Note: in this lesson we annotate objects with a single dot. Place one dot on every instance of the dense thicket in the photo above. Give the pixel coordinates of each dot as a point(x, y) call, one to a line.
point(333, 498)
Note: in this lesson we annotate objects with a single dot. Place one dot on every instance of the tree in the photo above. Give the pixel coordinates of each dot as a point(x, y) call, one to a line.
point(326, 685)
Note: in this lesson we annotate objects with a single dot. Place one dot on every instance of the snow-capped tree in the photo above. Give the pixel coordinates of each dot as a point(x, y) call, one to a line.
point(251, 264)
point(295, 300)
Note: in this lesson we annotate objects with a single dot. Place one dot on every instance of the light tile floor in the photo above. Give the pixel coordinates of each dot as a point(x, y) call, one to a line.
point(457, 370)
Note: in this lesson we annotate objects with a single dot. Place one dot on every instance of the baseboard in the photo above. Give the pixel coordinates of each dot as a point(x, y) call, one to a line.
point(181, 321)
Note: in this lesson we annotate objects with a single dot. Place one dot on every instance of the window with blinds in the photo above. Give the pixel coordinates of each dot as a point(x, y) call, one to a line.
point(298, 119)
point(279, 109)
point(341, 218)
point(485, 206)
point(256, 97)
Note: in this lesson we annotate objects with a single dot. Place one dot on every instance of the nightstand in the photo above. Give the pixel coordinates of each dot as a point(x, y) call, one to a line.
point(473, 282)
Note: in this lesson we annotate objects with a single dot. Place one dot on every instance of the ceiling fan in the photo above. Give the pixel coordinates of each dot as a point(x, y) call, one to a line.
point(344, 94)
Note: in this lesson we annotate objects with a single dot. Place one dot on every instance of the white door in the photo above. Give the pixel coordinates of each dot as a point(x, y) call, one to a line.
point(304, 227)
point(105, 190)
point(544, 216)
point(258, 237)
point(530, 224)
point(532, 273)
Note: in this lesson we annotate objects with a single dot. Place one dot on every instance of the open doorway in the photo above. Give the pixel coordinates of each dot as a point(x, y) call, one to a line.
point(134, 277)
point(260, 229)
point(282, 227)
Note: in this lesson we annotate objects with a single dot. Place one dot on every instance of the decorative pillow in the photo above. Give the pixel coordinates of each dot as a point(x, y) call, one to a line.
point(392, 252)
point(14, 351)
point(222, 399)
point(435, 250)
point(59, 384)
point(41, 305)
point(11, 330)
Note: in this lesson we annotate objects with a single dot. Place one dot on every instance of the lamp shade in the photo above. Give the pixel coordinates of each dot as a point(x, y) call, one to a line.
○ ○ ○ ○ ○
### Activity:
For this task, set down the entire listing word for word.

### Solution to this exercise:
Note: in this lesson we annotate objects with a single dot. Place one dot on every instance of the dense thicket in the photo above. Give the pixel coordinates of each dot as a point(x, y) call, one to a line.
point(333, 498)
Note: in this lesson we annotate objects with a single dot. Place one dot on every instance of the tree in the photo above. Give the pixel coordinates of each dot as a point(x, y) call, one to a line.
point(326, 685)
Note: in this lesson we annotate objects with a single dot. Place one dot on every instance of the snow-capped tree in the photo above. Give the pixel coordinates of each dot as a point(x, y) call, one to a line.
point(251, 264)
point(295, 300)
Note: in this lesson we annotate objects with a single dot. Place one dot on every instance of the light tile floor in the photo above. Give the pixel coordinates of each dot as a point(x, y) call, one to a line.
point(457, 370)
Note: in this lesson we annotate objects with a single dot. Place one dot on every instance of the baseboard in the photo above. Give the pixel coordinates of each dot as a point(x, y) call, one to a line.
point(181, 321)
Note: in this lesson we annotate objects with a single dot. Place one dot on every instance of the window with blinds in the photo above. Give the pixel coordinates of each dot as a point(x, y) call, one to a line.
point(298, 119)
point(279, 109)
point(341, 218)
point(485, 206)
point(256, 97)
Note: in this lesson we annotate objects with a single dot. Place one dot on every instance of the nightstand in the photo above. Give the pixel coordinates of each dot as a point(x, y) call, one to a line.
point(473, 282)
Note: in this lesson we annotate objects with a single dot. Place one dot on every instance of the ceiling fan in the photo above. Give the pixel coordinates of each dot as a point(x, y) call, one to a line.
point(344, 94)
Note: in this lesson we annotate objects with a single dot. Place one dot on every instance of the white door in the photo above. Give the pixel coordinates of each dot as a point(x, y) call, one to a line.
point(304, 227)
point(105, 190)
point(544, 216)
point(258, 237)
point(530, 224)
point(532, 273)
Note: in this lesson we annotate objects with a single dot. Place one dot on every instance of the open doorway in the photo above. Give the pixel coordinates of each dot as a point(x, y) call, one to a line.
point(134, 277)
point(260, 229)
point(282, 227)
Note: in this lesson we annotate objects with a single dot. Place one dot on every instance of the decorative pillow in the photo above. Give the pixel coordinates of each dot as a point(x, y) call, one to a line.
point(392, 252)
point(14, 351)
point(222, 399)
point(435, 250)
point(59, 384)
point(41, 305)
point(11, 330)
Note: in this lesson we annotate objects with a single dot. Place one dot on every instance of the lamp shade in the photo above. Give the pixel coordinates of each dot as a point(x, y) call, one to a line.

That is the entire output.